YOUR GOAL —
Swap every "region" in the data below for "area" and repeat the data with nothing else changed.

____________________

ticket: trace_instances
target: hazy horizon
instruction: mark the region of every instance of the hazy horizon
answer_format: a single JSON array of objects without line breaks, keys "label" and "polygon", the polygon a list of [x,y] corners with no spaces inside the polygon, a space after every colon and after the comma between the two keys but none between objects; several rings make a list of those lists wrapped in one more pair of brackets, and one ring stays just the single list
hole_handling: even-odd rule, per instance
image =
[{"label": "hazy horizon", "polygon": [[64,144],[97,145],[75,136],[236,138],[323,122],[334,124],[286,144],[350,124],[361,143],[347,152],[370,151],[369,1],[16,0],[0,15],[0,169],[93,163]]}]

____________________

ANSWER TO THE EXERCISE —
ticket: trace_instances
target: hazy horizon
instruction: mark the area of every instance of the hazy horizon
answer_format: a single JSON array of objects without line breaks, keys "label" and "polygon", the polygon a list of [x,y] corners with no spaces inside the polygon, a space after every colon and after the comma between the two keys but none between objects; several rings make a list of those lists wrapped in one more pair of brackets, and one ring stays just the single list
hole_handling: even-odd rule, per instance
image =
[{"label": "hazy horizon", "polygon": [[64,144],[97,145],[75,136],[236,138],[323,122],[334,124],[286,144],[350,124],[361,143],[347,152],[370,151],[369,1],[16,0],[0,15],[0,169],[93,163]]}]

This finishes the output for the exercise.